> TEXTE FOURNI:
━━━━━━

Renforcer les capacités administratives
Dotation aux CR d’un régime spécifique et autonome de fonction publique régionale. Formation et recrutement : proposer des programmes de formation continue pour le personnel des CR afin de développer leurs compétences en gestion, planification et mise en œuvre de projets ; recrutement d'experts techniques et administratifs pour soutenir les CR dans leurs missions. Transfert de compétences : accélérer le transfert de certaines compétences administratives des ministères centraux aux CR, en particulier dans les secteurs de l'éducation et de la santé, dans le cadre d'un système de fonction publique régionale. Transfert des allocations financières et des ressources liées aux compétences transférées pour permettre aux CR de s'acquitter de leurs responsabilités. De nombreuses compétences transférées n'ont pas encore bénéficié du transfert de leurs allocations financières depuis les budgets des ministères concernés.
Renforcer le cadre institutionnel et juridique
Cadre législatif : formulation et adoption de lois régissant les biens immobiliers des CR, leur permettant de posséder et de gérer leurs biens publics et privés ; étude et élaboration d'un cadre juridique et réglementaire pour les institutions, agences, programmes et projets régionaux. Gouvernance et transparence : fondation d'organes de contrôle régionaux et activation des Cours des comptes régionaux ; adoption et mise en œuvre d'un système national de performance, de gouvernance, de durabilité et de solidité financière des collectivités locales.

━━━━━━

> CONSIGNES DE L'EXERCICE:
• a. D'après le passage sur le renforcement des CR, dans quels secteurs faut-il accélérer en particulier le transfert de compétences administratives des ministères centraux aux CR ?
• b. Poursuivez le passage sur le renforcement des CR après sa dernière phrase.

[Données d'ancrage d'objets en langage naturel]
━━━━━━

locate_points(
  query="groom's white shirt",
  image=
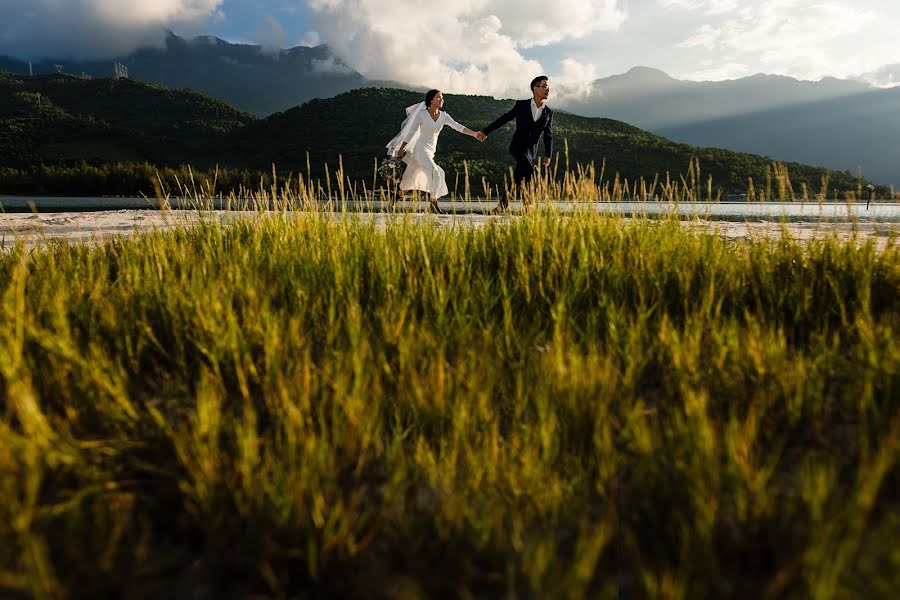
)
(535, 111)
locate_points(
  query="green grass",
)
(549, 407)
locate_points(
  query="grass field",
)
(553, 406)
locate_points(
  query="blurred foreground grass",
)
(549, 407)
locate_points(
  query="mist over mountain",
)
(850, 133)
(651, 99)
(250, 77)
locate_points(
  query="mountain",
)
(861, 131)
(63, 122)
(249, 77)
(58, 119)
(651, 99)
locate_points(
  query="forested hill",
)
(356, 125)
(58, 121)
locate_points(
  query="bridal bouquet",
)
(391, 171)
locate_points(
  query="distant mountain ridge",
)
(250, 77)
(856, 132)
(64, 121)
(652, 99)
(842, 124)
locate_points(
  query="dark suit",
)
(523, 146)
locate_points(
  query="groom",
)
(533, 118)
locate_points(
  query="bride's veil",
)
(411, 113)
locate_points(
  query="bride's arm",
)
(460, 128)
(412, 132)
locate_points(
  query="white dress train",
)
(422, 173)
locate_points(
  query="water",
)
(838, 212)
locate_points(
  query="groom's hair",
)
(536, 82)
(430, 96)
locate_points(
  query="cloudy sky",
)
(485, 46)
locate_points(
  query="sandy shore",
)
(92, 227)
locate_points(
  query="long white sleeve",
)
(415, 128)
(452, 123)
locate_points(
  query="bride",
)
(416, 144)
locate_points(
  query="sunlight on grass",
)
(553, 406)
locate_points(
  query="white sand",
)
(91, 227)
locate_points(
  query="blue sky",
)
(484, 46)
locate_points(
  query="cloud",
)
(468, 46)
(269, 34)
(95, 28)
(710, 7)
(717, 71)
(885, 77)
(575, 81)
(310, 38)
(792, 37)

━━━━━━

> RÉSULTATS ATTENDUS:
• a. Dans les secteurs de l'éducation et de la santé.

• b.
Renforcer la coordination et la coopération
Coordination entre les institutions : fondation de plates-formes de coordination entre les CR, les groupes locaux, les ministères, les agences nationales et les partenaires internationaux ; restructuration des ministères afin que les départements centraux liés au développement deviennent des départements régionaux relevant des CR et orientés vers la mise en œuvre des plans de développement régionaux ; partenariats et coopération : encourager les partenariats avec le secteur privé, les organisations non gouvernementales et les organisations internationales pour mobiliser des ressources supplémentaires et partager les meilleures pratiques ; faciliter l'échange de compétences et d'expériences entre les CR grâce à des réseaux régionaux et nationaux.
Participation citoyenne et développement local
Encourager la participation des citoyens à la prise de décision et à la mise en œuvre des projets locaux en organisant des consultations publiques et en renforçant les mécanismes de rétroaction ; soutenir les initiatives locales et communautaires pour stimuler le développement économique et social à la base.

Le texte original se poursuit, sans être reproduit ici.